REQUESTS.
**A)** State whether each statement below agrees with the Git subtree walkthrough that follows. Answer yes or no for each, and quote the deciding words of the walkthrough.
(i) The walkthrough recommends the -s ours strategy for the initial import of the subproject.
(ii) Running git diff HEAD^ HEAD after the first merge should print a list of changed files.
(iii) The files from the git.git project were moved into a subdirectory called git.
**B)** Proceed with the Git subtree walkthrough below, picking up right after its final sentence.

This might change in a future version of Git, but for now the
problem is handled by explicitly spelling out refs/tags/v1.6.0, as described in refs and symrefs of Chapter 6:

    $ git pull -s ours ~/git.git refs/tags/v1.6.0
    warning: no common commits
    remote: Counting objects: 67034, done.
    remote: Compressing objects: 100% (19135/19135), done.
    remote: Total 67034 (delta 47938), reused 65706 (delta 46656)
    Receiving objects: 100% (67034/67034), 14.33 MiB | 12587 KiB/s, done.
    Resolving deltas: 100% (47938/47938), done.
    From ~/git.git
     * tag               v1.6.0     -> FETCH_HEAD
    Merge made by ours.

If all the v1.6.0 files were
already committed, then you might think there was no work left to do. On
the contrary, Git just imported the entire history
of git.git up to v1.6.0, so even though the files are the same
as before, our repository is now a lot more complete. Just to be sure,
let’s just check that the merge commit we just created didn’t really
change any files:

    $ git diff HEAD^ HEAD

You shouldn’t get any output from this command, which means the
files before and after the merge are exactly the same. Good.

Now let’s see what happens if we make some local changes to our
subproject and then try to upgrade it later. First, make a simple
change:

    $ cd git

    $ echo 'I am a git contributor!' > contribution.txt

    $ git add contribution.txt

    $ git commit -m 'My first contribution to git'
    Created commit 6c9fac5: My first contribution to git
     1 files changed, 1 insertions(+), 0 deletions(-)
     create mode 100644 git/contribution.txt

Our version of the Git subproject is now v1.6.0 with an extra patch.

Finally, let’s upgrade our Git to version v1.6.0.1 tag but without losing our additional
contribution. It’s as easy as this:

    $ git pull -s subtree ~/git.git refs/tags/v1.6.0.1
    remote: Counting objects: 179, done.
    remote: Compressing objects: 100% (72/72), done.
    remote: Total 136 (delta 97), reused 100 (delta 61)
    Receiving objects: 100% (136/136), 25.24 KiB, done.
    Resolving deltas: 100% (97/97), completed with 40 local objects.
    From ~/git.git
     * tag               v1.6.0.1   -> FETCH_HEAD
    Merge made by subtree.

Warning

Don’t forget to specify the -s subtree merge
strategy in your pull. The merge might have worked even without
-s subtree, because Git knows how to deal with file
renames and we do have a lot of renames: all the files from the
git.git project have been moved
from the root directory of the project into a subdirectory called
git. The -s
subtree
flag tells Git to look right away for that situation
and deal with it. To be safe, you should always use -s
subtree
when merging a subproject into a subdirectory (except
during the initial import, where we’ve seen that you should use
-s ours).

Was it really that easy? Let’s check that the files have been updated correctly. Because
all the files in v1.6.0.1 were in the root directory and
are now in the git directory, we must use some unusual
selector syntax with git diff. In this case, what we’re
saying is: Tell me the difference between the commit from which
we merged (i.e., parent #2, which is v1.6.0.1) and what
we merged into, the HEAD
version.

DATA EXTRACT.

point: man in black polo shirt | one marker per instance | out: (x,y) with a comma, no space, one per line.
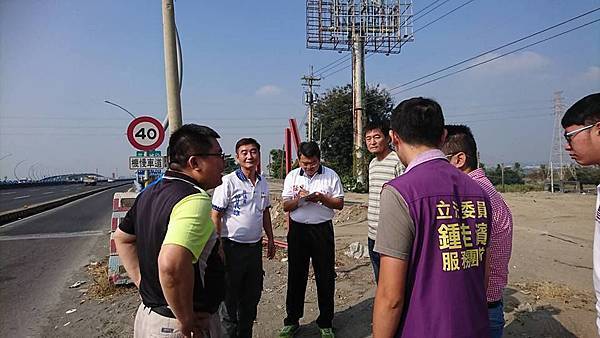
(167,242)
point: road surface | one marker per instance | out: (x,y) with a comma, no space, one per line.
(41,253)
(17,198)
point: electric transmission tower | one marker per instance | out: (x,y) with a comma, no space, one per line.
(359,26)
(309,100)
(558,165)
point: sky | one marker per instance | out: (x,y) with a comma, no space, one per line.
(243,60)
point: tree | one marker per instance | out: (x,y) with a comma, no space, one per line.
(588,175)
(333,111)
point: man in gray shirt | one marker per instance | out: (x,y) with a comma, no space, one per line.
(384,167)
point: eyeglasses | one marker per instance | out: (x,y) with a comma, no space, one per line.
(449,156)
(569,136)
(221,155)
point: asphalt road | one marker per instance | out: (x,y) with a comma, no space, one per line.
(39,256)
(11,199)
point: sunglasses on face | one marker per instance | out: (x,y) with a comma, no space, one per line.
(569,135)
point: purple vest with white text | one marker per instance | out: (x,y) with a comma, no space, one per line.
(445,293)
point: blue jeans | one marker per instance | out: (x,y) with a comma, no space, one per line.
(496,316)
(374,259)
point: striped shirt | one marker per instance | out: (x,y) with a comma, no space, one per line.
(380,172)
(501,237)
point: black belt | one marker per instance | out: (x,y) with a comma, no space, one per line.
(234,243)
(163,311)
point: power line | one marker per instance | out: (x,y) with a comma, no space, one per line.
(497,48)
(502,118)
(417,17)
(323,75)
(495,58)
(344,58)
(487,52)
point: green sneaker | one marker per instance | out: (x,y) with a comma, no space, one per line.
(288,331)
(327,333)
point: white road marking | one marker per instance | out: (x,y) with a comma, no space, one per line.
(54,235)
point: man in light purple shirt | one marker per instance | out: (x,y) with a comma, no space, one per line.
(433,235)
(582,132)
(461,150)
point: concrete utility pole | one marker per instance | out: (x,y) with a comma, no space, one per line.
(358,90)
(309,100)
(171,69)
(376,26)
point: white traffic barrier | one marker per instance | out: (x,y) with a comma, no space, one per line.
(122,201)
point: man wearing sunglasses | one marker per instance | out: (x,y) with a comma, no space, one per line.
(582,132)
(433,236)
(168,243)
(461,150)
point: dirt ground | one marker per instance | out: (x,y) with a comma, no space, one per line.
(549,292)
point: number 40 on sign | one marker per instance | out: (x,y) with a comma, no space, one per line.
(145,133)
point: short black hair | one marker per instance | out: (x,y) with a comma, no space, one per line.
(189,140)
(584,112)
(245,141)
(384,126)
(461,139)
(309,149)
(419,121)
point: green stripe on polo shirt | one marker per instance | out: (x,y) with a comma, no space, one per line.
(190,225)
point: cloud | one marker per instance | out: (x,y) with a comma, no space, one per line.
(268,90)
(514,63)
(592,74)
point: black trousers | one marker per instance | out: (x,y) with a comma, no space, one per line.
(244,283)
(306,242)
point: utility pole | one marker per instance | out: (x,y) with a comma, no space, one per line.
(359,26)
(171,68)
(358,89)
(309,100)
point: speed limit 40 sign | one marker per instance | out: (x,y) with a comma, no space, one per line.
(145,133)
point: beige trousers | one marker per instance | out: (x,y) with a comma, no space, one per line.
(151,324)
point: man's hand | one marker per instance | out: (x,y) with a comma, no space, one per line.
(196,325)
(271,249)
(303,193)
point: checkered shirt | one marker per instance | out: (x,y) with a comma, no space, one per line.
(501,237)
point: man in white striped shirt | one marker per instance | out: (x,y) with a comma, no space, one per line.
(384,167)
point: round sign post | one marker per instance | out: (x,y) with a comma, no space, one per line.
(145,133)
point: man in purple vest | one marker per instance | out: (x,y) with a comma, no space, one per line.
(433,233)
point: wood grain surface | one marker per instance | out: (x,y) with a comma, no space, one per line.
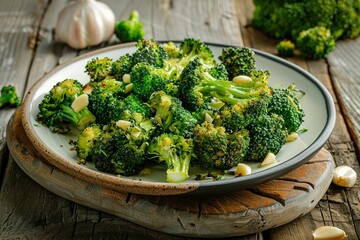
(236,213)
(28,50)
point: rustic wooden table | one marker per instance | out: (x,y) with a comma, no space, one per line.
(28,50)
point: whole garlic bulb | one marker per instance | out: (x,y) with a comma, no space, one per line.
(85,23)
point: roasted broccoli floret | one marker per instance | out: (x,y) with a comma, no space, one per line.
(56,110)
(121,148)
(238,61)
(197,85)
(147,79)
(194,48)
(176,151)
(315,43)
(171,115)
(122,66)
(86,140)
(105,99)
(285,48)
(287,19)
(150,52)
(172,49)
(266,131)
(285,103)
(9,97)
(217,149)
(130,30)
(99,68)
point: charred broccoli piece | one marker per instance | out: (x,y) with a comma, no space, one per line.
(285,103)
(150,52)
(171,115)
(194,48)
(99,69)
(121,148)
(9,97)
(266,131)
(56,110)
(86,140)
(176,152)
(217,149)
(315,43)
(285,48)
(238,61)
(130,30)
(197,85)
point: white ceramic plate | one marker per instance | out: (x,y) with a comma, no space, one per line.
(55,148)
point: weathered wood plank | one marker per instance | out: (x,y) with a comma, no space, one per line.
(343,62)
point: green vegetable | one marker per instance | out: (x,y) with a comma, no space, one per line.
(293,19)
(56,111)
(176,151)
(315,43)
(175,105)
(285,48)
(9,97)
(217,149)
(130,30)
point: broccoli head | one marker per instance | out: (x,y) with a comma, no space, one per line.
(150,52)
(171,115)
(217,149)
(121,148)
(176,152)
(315,43)
(105,99)
(285,48)
(99,68)
(266,135)
(122,66)
(194,48)
(86,140)
(130,30)
(238,61)
(197,85)
(9,97)
(56,110)
(285,103)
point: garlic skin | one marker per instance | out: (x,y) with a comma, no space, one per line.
(344,176)
(85,23)
(328,233)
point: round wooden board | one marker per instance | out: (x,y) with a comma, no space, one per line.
(237,213)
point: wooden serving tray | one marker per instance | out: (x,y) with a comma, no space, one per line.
(241,212)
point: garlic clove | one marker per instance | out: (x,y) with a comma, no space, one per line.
(269,159)
(85,23)
(329,233)
(292,137)
(242,79)
(242,169)
(344,176)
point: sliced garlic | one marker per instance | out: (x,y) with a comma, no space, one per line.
(208,118)
(123,124)
(80,102)
(128,87)
(135,132)
(242,79)
(292,137)
(329,233)
(242,169)
(269,159)
(126,78)
(344,176)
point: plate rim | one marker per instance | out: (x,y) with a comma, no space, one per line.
(200,187)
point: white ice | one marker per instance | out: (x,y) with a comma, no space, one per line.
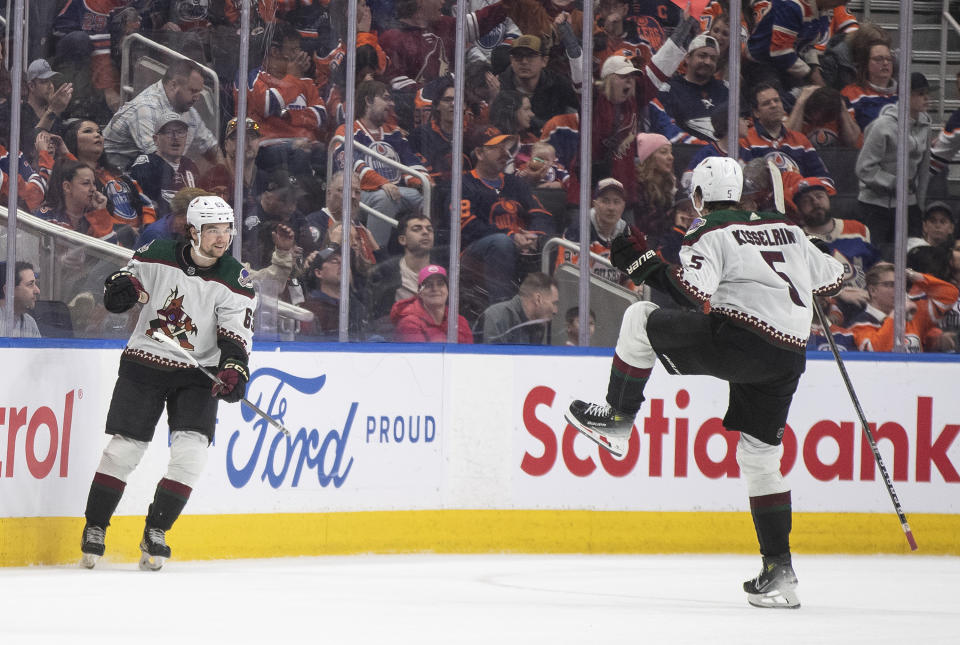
(483,599)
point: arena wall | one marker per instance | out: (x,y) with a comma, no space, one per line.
(460,449)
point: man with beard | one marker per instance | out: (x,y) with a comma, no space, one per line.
(690,98)
(131,130)
(848,240)
(163,173)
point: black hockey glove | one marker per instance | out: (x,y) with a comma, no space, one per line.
(233,376)
(629,253)
(822,246)
(121,291)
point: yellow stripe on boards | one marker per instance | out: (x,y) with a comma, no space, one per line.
(56,540)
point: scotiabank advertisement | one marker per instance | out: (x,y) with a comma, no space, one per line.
(681,458)
(434,430)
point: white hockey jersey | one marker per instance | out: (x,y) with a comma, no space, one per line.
(194,306)
(759,270)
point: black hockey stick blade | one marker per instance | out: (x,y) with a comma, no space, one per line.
(866,427)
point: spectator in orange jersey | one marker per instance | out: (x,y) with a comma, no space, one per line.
(386,188)
(928,299)
(285,102)
(126,202)
(875,86)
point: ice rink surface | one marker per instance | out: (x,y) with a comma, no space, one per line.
(488,599)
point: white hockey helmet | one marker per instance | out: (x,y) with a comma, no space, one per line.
(208,209)
(718,179)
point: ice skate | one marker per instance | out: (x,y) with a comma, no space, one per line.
(154,551)
(775,587)
(601,424)
(91,545)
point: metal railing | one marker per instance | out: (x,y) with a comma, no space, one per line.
(127,90)
(423,177)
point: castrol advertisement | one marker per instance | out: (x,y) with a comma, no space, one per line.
(463,430)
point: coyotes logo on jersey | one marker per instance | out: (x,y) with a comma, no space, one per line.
(173,321)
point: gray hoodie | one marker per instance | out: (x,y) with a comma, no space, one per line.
(877,162)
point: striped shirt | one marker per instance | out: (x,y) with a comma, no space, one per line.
(130,132)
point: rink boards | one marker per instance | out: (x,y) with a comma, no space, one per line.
(426,448)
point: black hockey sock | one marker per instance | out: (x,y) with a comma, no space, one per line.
(772,517)
(105,494)
(168,502)
(625,390)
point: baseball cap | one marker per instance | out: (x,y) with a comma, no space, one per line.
(252,128)
(703,40)
(170,117)
(527,41)
(619,65)
(39,69)
(431,270)
(608,184)
(488,135)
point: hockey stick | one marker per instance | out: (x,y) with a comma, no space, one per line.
(163,338)
(866,428)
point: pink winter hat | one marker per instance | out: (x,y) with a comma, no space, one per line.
(429,270)
(648,143)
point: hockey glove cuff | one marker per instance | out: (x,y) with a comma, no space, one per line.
(822,246)
(121,291)
(233,377)
(629,253)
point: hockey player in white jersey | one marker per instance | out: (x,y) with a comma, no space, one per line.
(200,296)
(758,273)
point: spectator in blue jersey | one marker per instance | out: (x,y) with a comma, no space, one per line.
(783,43)
(877,167)
(278,205)
(501,221)
(386,189)
(550,93)
(173,225)
(164,172)
(690,98)
(847,239)
(770,138)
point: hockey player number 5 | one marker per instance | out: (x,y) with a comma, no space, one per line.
(776,257)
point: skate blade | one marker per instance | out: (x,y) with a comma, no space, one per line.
(784,599)
(154,563)
(89,560)
(617,446)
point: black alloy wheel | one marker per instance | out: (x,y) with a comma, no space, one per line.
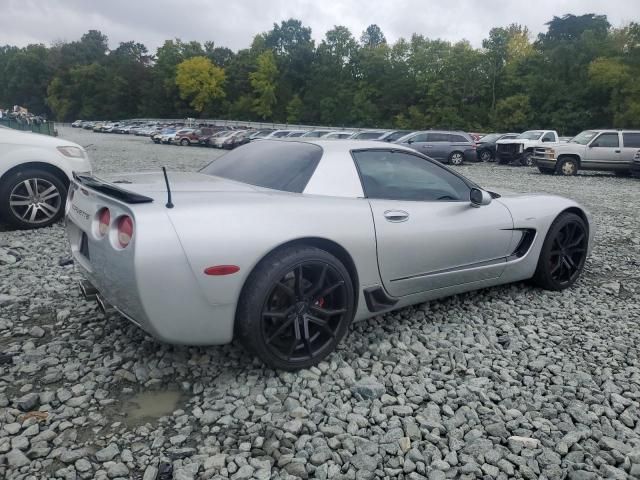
(564,253)
(295,308)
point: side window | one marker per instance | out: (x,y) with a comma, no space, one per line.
(401,176)
(421,137)
(631,140)
(438,137)
(606,140)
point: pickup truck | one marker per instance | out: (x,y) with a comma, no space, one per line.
(609,150)
(519,150)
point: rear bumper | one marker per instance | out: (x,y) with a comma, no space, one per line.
(545,162)
(152,286)
(470,156)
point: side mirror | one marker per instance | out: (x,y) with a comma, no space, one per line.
(479,197)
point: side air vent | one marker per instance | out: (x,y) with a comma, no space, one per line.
(378,300)
(528,235)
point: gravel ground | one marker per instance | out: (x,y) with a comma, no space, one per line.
(508,382)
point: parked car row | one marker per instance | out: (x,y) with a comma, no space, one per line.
(611,150)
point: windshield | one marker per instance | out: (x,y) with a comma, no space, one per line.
(279,165)
(530,135)
(583,137)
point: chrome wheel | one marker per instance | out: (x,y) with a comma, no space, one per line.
(456,158)
(35,201)
(568,252)
(304,311)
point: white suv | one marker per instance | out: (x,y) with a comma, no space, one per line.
(609,150)
(35,171)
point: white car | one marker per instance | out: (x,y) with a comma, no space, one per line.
(35,171)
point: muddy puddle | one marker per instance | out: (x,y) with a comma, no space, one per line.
(150,405)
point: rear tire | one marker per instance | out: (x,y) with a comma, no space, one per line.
(456,158)
(32,198)
(563,253)
(290,314)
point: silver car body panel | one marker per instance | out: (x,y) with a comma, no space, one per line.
(158,281)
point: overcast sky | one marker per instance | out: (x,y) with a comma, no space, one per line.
(233,23)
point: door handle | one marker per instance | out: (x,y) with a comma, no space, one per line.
(396,216)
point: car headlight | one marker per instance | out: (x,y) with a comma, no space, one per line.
(72,152)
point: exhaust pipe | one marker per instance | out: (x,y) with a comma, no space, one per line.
(104,306)
(87,289)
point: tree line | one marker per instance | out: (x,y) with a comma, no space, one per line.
(580,73)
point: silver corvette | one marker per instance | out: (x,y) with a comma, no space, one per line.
(282,244)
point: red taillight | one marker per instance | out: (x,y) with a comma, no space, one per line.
(104,220)
(221,270)
(125,231)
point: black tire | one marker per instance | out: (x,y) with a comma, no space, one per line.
(46,190)
(527,159)
(563,253)
(485,156)
(568,166)
(456,158)
(276,307)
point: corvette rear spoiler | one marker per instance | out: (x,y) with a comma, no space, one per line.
(110,189)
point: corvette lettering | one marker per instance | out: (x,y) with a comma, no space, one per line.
(81,213)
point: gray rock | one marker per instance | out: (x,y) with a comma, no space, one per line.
(215,462)
(108,453)
(16,459)
(82,465)
(150,473)
(117,469)
(368,388)
(364,462)
(28,402)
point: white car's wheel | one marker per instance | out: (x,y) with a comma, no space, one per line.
(32,198)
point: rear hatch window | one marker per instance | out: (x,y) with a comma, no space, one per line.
(279,165)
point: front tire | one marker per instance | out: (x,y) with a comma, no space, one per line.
(568,167)
(563,253)
(527,159)
(295,307)
(32,198)
(456,158)
(486,156)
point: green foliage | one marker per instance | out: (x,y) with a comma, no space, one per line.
(264,83)
(580,73)
(294,109)
(200,81)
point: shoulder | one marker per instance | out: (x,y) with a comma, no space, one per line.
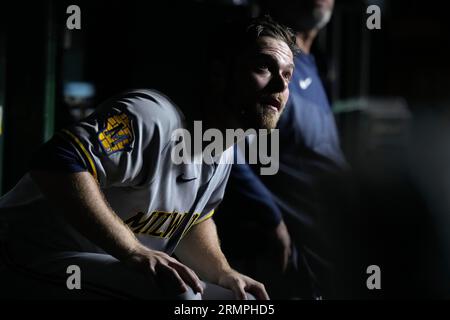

OUTPUTS IN ORDER.
**A)**
(i) Yes: "except during the initial import, where we’ve seen that you should use -s ours"
(ii) No: "You shouldn’t get any output from this command"
(iii) Yes: "all the files from the git.git project have been moved from the root directory of the project into a subdirectory called git"

**B)**
Because the latter is in the git
directory, we have to specify that directory after a colon. The former is in its root
directory, so we can omit the colon and default the directory.

The command and its output looks like this:

    $ git diff HEAD^2 HEAD:git
    diff --git a/contribution.txt b/contribution.txt
    new file mode 100644
    index 0000000..7d8fd26
    --- /dev/null
    +++ b/contribution.txt
    @@ -0,0 +1 @@
    +I am a git contributor!

It worked! The only difference from v1.6.0.1 is the change we
applied earlier.

How did we know it was HEAD^2?
After the merge, you can inspect the commit and see which branch
HEADs were merged:

    Merge: 6c9fac5... 5760a6b...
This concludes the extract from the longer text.